=== Exercise aim ===
Give back, exactly and with nothing added, the lines that run from the one containing "Target = wristwatch" to the final line below.

=== Material for the task ===
════════════════

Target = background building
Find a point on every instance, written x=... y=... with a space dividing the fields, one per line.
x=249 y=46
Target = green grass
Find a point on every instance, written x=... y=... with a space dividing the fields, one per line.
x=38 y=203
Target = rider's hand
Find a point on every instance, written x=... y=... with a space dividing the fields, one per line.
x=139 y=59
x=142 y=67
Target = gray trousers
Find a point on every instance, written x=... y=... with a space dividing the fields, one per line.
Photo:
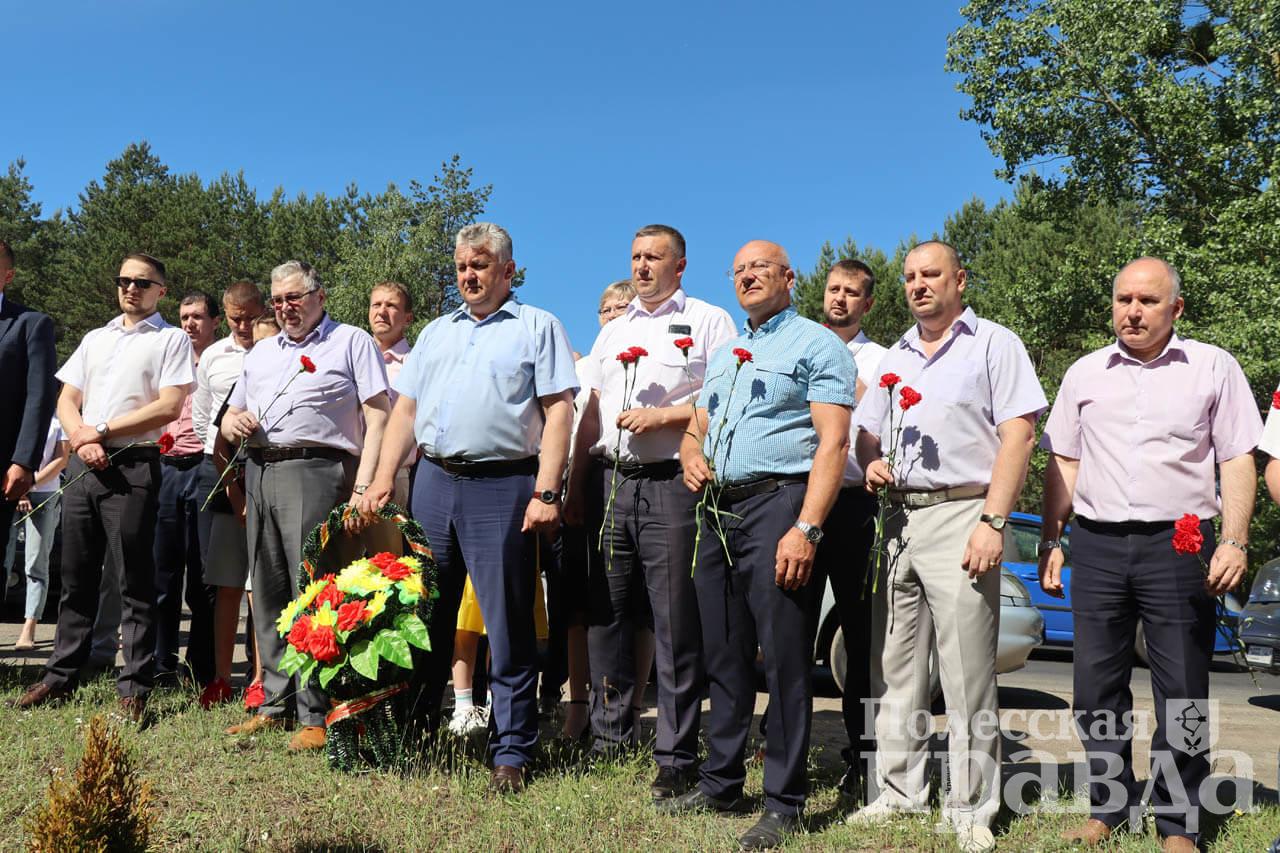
x=924 y=578
x=286 y=501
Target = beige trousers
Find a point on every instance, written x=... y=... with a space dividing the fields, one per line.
x=924 y=583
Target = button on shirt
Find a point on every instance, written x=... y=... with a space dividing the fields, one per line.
x=320 y=409
x=120 y=369
x=478 y=383
x=764 y=405
x=661 y=378
x=1150 y=434
x=867 y=356
x=219 y=369
x=977 y=379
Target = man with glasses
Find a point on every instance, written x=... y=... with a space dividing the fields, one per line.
x=314 y=439
x=488 y=395
x=120 y=387
x=773 y=422
x=222 y=534
x=648 y=541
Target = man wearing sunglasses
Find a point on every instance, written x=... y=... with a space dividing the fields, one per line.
x=120 y=387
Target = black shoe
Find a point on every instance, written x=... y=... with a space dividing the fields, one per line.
x=769 y=831
x=695 y=801
x=671 y=781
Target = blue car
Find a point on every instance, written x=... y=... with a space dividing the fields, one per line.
x=1020 y=559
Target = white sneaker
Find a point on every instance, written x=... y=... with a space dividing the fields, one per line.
x=474 y=719
x=881 y=810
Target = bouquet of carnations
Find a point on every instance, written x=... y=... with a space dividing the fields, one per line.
x=352 y=633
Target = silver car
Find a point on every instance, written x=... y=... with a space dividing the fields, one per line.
x=1022 y=629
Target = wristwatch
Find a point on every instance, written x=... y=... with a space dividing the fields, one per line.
x=812 y=532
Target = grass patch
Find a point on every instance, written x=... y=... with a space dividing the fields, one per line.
x=214 y=792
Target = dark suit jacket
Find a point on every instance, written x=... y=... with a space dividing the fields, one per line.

════════════════

=== Written solution ===
Target = wristwatch
Find a point on every instance, written x=... y=... with a space dividing the fields, one per line.
x=812 y=532
Target = grass patch
Find a point on every instance, written x=... y=... with a space dividing the fields, one per line.
x=214 y=792
Target = dark suit jacket
Find a point on every instance, written x=... y=... with a space dividing the fields, one per line.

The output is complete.